── Data entries

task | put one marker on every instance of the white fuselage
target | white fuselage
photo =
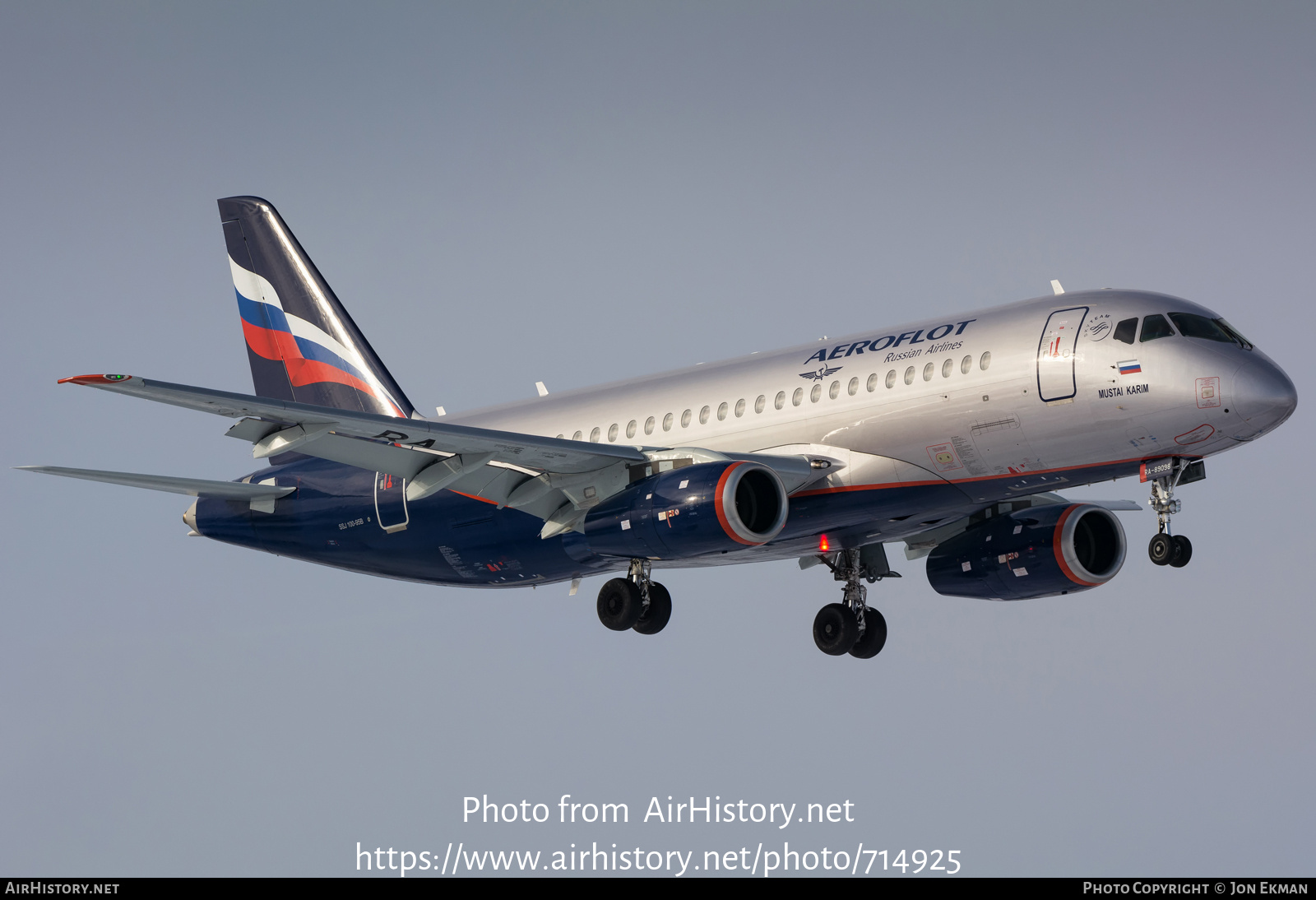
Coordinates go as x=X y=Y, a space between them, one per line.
x=957 y=397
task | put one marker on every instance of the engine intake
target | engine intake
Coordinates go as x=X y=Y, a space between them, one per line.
x=1031 y=553
x=691 y=511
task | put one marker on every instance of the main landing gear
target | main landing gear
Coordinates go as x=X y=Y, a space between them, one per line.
x=635 y=601
x=853 y=627
x=1168 y=549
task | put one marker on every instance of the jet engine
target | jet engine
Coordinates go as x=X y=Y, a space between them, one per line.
x=1031 y=553
x=691 y=511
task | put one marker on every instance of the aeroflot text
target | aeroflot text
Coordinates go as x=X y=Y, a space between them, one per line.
x=711 y=810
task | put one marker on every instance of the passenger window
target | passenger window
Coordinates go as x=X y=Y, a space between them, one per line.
x=1156 y=327
x=1127 y=329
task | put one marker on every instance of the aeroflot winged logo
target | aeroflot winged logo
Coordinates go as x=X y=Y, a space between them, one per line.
x=892 y=341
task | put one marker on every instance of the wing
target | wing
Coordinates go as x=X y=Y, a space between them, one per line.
x=195 y=487
x=556 y=480
x=553 y=479
x=398 y=447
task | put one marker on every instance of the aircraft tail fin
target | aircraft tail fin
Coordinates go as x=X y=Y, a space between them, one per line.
x=302 y=344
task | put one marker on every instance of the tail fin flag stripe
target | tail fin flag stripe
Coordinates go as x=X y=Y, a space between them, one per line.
x=302 y=344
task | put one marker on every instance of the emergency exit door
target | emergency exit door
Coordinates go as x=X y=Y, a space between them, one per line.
x=1056 y=355
x=390 y=502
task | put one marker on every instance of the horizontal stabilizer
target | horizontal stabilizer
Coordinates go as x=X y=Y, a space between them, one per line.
x=194 y=487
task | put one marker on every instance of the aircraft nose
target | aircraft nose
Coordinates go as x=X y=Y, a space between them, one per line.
x=1263 y=395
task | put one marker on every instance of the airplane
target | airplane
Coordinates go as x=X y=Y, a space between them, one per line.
x=951 y=434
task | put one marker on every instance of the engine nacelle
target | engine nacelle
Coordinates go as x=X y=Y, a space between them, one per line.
x=1031 y=553
x=691 y=511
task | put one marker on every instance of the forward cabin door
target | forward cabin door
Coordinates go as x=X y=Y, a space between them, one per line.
x=1056 y=355
x=390 y=502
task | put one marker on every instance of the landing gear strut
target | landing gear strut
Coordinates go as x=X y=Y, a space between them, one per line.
x=852 y=625
x=1166 y=549
x=635 y=601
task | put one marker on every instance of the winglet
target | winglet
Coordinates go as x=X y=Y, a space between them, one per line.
x=92 y=379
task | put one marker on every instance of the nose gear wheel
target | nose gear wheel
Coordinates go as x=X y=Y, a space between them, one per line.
x=1166 y=549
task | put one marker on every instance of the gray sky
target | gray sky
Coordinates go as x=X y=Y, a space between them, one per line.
x=577 y=193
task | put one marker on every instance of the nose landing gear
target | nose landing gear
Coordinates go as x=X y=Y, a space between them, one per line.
x=635 y=601
x=1168 y=549
x=852 y=627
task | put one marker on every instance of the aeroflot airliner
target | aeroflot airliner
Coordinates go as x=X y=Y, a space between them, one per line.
x=948 y=434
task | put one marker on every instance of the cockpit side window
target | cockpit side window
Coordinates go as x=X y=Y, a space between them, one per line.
x=1199 y=327
x=1127 y=329
x=1234 y=332
x=1156 y=327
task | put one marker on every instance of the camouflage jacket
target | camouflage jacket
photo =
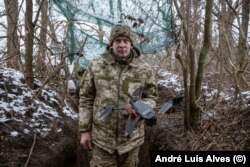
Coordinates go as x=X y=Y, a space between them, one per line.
x=108 y=83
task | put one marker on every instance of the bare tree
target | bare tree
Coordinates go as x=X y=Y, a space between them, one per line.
x=12 y=37
x=41 y=64
x=192 y=111
x=29 y=41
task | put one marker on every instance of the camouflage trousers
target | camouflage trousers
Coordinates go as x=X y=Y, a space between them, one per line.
x=102 y=158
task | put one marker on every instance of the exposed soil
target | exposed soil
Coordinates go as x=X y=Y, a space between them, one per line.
x=226 y=130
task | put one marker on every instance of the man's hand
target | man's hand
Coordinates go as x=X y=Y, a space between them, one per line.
x=86 y=140
x=130 y=110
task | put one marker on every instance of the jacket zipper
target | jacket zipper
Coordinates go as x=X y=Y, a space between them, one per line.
x=117 y=113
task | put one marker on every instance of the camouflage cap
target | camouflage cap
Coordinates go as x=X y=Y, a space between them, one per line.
x=121 y=30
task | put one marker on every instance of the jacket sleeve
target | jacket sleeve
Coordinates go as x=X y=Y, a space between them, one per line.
x=86 y=102
x=150 y=93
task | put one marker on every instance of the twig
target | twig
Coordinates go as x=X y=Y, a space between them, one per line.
x=31 y=150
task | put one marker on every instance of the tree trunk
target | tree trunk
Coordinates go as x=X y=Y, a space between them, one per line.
x=195 y=116
x=243 y=44
x=29 y=32
x=42 y=42
x=12 y=37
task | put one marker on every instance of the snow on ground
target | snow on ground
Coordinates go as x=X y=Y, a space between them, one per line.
x=19 y=103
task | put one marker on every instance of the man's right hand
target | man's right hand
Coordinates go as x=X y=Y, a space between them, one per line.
x=86 y=140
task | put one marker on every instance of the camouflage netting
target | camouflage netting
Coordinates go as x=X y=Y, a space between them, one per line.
x=89 y=23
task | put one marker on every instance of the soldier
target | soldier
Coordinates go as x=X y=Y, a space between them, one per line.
x=110 y=80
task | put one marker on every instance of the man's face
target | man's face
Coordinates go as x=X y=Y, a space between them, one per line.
x=121 y=46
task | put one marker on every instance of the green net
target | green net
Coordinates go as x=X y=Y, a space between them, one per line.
x=90 y=21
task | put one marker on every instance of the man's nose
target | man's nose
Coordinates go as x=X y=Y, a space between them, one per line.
x=122 y=43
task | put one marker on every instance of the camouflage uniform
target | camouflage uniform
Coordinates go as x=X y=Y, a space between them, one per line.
x=108 y=82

────

Copy out all of the data above word for word, leaving out the pictures.

task | put one marker on every instance of the white fuselage
target | white fuselage
photo =
Coordinates go as x=X y=Y, a space between them, one per line.
x=957 y=397
task | put one marker on every instance of the engine intake
target | engine intake
Coordinates go as x=X y=Y, a space between them, one per line.
x=1031 y=553
x=691 y=511
task | put one marker on every instance of the main landing gear
target | main landing gear
Coordinates go as x=X y=Y, a space between them, one per line.
x=635 y=601
x=853 y=627
x=1168 y=549
task | put one marker on every instance of the jet engine
target | jet engine
Coordinates go as x=X y=Y, a space between them, one per line.
x=1031 y=553
x=691 y=511
task | put one marker on every instance of the aeroflot text
target | aeroflot text
Coordinates go as x=X y=Y, a space between them, one per line.
x=711 y=810
task | put one marker on every instance of the passenger window
target | passenger window
Coordinates go as x=X y=Y, a space between them, one per line.
x=1156 y=327
x=1127 y=329
task | put one marker on every instance of the aeroflot winged logo
target | aeroflot winged logo
Coordinates go as x=X y=Y, a space between them, one per line.
x=892 y=341
task | put one marker on every instance of the wing
target | wing
Coordinates go as x=X y=Y, a space between them, one per line.
x=195 y=487
x=556 y=480
x=553 y=479
x=398 y=447
task | put one marker on every instance of the aircraft tail fin
target | aircraft tail fin
Coordinates go as x=X y=Y, a space between them, one per line.
x=302 y=344
task | put one marker on every instance of the tail fin flag stripe
target | tail fin flag stripe
Coordinates go as x=X y=Y, a space between them, one per line.
x=302 y=344
task | put one marker on every instance of the emergency exit door
target | emergency exit door
Coordinates go as x=X y=Y, a space between them, one per line.
x=1056 y=355
x=390 y=502
task | put one marker on every instance of the horizontal stabilizer
target | horizontal stabilizer
Coordinates go as x=X y=Y, a space between them, one per line.
x=194 y=487
task | put one marker on every instance of the aircraft nose
target | aircraft nose
Coordinates go as x=X y=Y, a space between them, one per line.
x=1263 y=395
task | put one marker on every instance of the airplane
target | airplane
Coordinates go as x=X y=Y, a space between them, one per line.
x=951 y=434
task | put one marker on every instance of the engine nacelle
target | engine nacelle
Coordinates go as x=X y=Y, a space between them, one per line.
x=1031 y=553
x=691 y=511
task | put one marker on every instance of the forward cabin door
target | forward cabin door
Coordinates go as x=X y=Y, a space between them, one per line.
x=1056 y=355
x=390 y=502
task | put one marker on every instance of the landing gear strut
target | landing gear strut
Coordinates go as x=X y=Y, a space between them, one per line.
x=852 y=625
x=1166 y=549
x=635 y=601
task | put one marker on every instance of the winglet
target | winglet
Coordinates go as x=X y=Y, a space between them, one per line.
x=92 y=379
task | put one marker on every instance of the nose gear wheel
target | nose gear wheel
Coordinates go as x=X y=Y, a space between them, one per line.
x=1166 y=549
task | put one marker on every instance of the gray sky
target | gray sky
Coordinates go as x=X y=Y, a space between them, one per line.
x=577 y=193
task | put one marker on every instance of the nose landing gear
target | nose landing gear
Coordinates go as x=X y=Y, a space between them, one per line.
x=635 y=601
x=1168 y=549
x=852 y=627
task | put one marker on every instance of the aeroflot airliner
target | aeroflot airliner
Coordinates go as x=X y=Y, a space between them, one per line.
x=948 y=434
task | put one marker on every instance of the cockpit side window
target | cockpit side window
Coordinates go as x=X y=Y, a space between them, one per line.
x=1199 y=327
x=1127 y=329
x=1234 y=332
x=1156 y=327
task | put one marker on every instance of the camouflage jacket
target | camouflage jacket
photo =
Coordinates go as x=X y=Y, a space between them, one per line.
x=108 y=83
task | put one marker on every instance of the bare tree
target | bare tree
Coordinates go as x=X y=Y, a space between them, one per line.
x=12 y=37
x=41 y=64
x=192 y=111
x=29 y=41
task | put one marker on every instance of the camouflage trousers
target | camouflage trousers
Coordinates go as x=X y=Y, a space between them, one per line.
x=102 y=158
task | put one marker on every instance of the exposed soil
target | exposed soil
Coordinates go as x=X y=Y, a space between them, one per line.
x=226 y=130
task | put one marker on every instance of the man's hand
target | man's hand
Coordinates go as x=X y=Y, a space between them, one per line.
x=86 y=140
x=130 y=110
task | put one marker on every instance of the jacket zipper
target | jacket zipper
Coordinates go as x=X y=Y, a space between them, one per line.
x=117 y=113
task | put one marker on every instance of the camouflage cap
target | camouflage cap
Coordinates go as x=X y=Y, a space between them, one per line.
x=121 y=30
task | put one marker on every instance of the jacket sleeve
target | jacket sleeve
Coordinates go as x=X y=Y, a space between them, one per line.
x=86 y=102
x=150 y=93
task | put one marker on every instance of the twig
target | twig
Coordinates go as x=X y=Y, a space between them, one per line.
x=31 y=150
task | put one marker on every instance of the tree trunk
target | tree trunk
Coordinates go as x=X y=Y, a space between them, one per line.
x=195 y=116
x=243 y=44
x=29 y=32
x=42 y=42
x=12 y=37
task | put one marker on every instance of the snow on ground
target | snow on ground
Coordinates go as x=X y=Y, a space between them, one per line.
x=19 y=103
task | put one marker on every instance of the man's right hand
target | man's right hand
Coordinates go as x=X y=Y, a space between them, one per line.
x=86 y=140
task | put one marker on every instance of the camouflage netting
target | camouflage netting
Coordinates go as x=X y=Y, a space between them, one per line.
x=89 y=23
task | put one marker on every instance of the soldier
target | soldier
Coordinates go as x=X y=Y, a space between them, one per line.
x=110 y=80
task | put one marker on every instance of the man's face
target | man's face
Coordinates go as x=X y=Y, a space between them, one per line.
x=121 y=46
task | put one marker on every instance of the green net
target | green net
Coordinates go as x=X y=Y, a space between them, one per line.
x=90 y=21
task | put one marker on every instance of the man's nose
target | man's nose
Coordinates go as x=X y=Y, a space between them, one per line.
x=122 y=43
task | put one marker on every instance of the camouflage uniform
target | camouflage uniform
Coordinates go as x=X y=Y, a space between them, one per line.
x=108 y=82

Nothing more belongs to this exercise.